### Excerpt from a dataset
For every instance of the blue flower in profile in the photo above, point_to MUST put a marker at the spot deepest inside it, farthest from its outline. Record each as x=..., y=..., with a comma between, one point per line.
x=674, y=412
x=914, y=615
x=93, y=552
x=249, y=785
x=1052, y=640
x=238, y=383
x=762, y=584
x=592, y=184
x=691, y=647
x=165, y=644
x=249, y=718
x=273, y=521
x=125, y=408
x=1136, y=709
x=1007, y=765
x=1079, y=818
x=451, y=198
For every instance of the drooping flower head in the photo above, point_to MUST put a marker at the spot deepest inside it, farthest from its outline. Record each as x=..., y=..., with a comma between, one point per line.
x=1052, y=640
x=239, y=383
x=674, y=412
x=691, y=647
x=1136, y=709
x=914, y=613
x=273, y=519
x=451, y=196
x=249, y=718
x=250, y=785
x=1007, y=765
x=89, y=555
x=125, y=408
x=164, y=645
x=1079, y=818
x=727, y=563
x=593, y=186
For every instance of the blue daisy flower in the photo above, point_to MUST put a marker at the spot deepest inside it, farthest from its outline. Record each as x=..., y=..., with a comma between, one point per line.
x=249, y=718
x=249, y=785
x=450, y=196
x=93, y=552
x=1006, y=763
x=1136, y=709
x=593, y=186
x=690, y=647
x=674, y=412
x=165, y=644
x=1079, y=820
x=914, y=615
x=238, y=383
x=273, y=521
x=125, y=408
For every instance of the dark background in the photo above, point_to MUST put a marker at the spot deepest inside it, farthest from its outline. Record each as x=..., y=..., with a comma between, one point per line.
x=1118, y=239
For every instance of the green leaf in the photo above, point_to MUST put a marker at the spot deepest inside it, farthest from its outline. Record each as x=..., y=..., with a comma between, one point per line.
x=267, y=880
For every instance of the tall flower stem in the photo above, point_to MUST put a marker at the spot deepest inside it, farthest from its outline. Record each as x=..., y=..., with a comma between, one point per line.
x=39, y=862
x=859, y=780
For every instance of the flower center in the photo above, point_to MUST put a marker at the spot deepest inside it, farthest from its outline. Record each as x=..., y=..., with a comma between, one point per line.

### Task requirements
Output the lines of the data above without any change, starting at the line that contains "For every instance of the dark" and ending at the line that contains "x=859, y=780", with both of those lines included.

### The result
For every instance of the dark background in the photo above, point_to MUST put a marker at the spot deepest inside it, farthest from its outline. Record each as x=..., y=..., with a comma between, one point per line.
x=1118, y=239
For every instance of the green leaf in the photo above, point_to MUST put a marker at the spot deepest inside it, farthest from its outline. Record each as x=..., y=..., with a comma between, one point per line.
x=267, y=880
For every instance of the tall flower stem in the photo above, point_to MUST put a marker at the spot deepest inside it, farthest from its outline. Record each as x=..., y=..., with a comma between, one point per line.
x=39, y=862
x=859, y=780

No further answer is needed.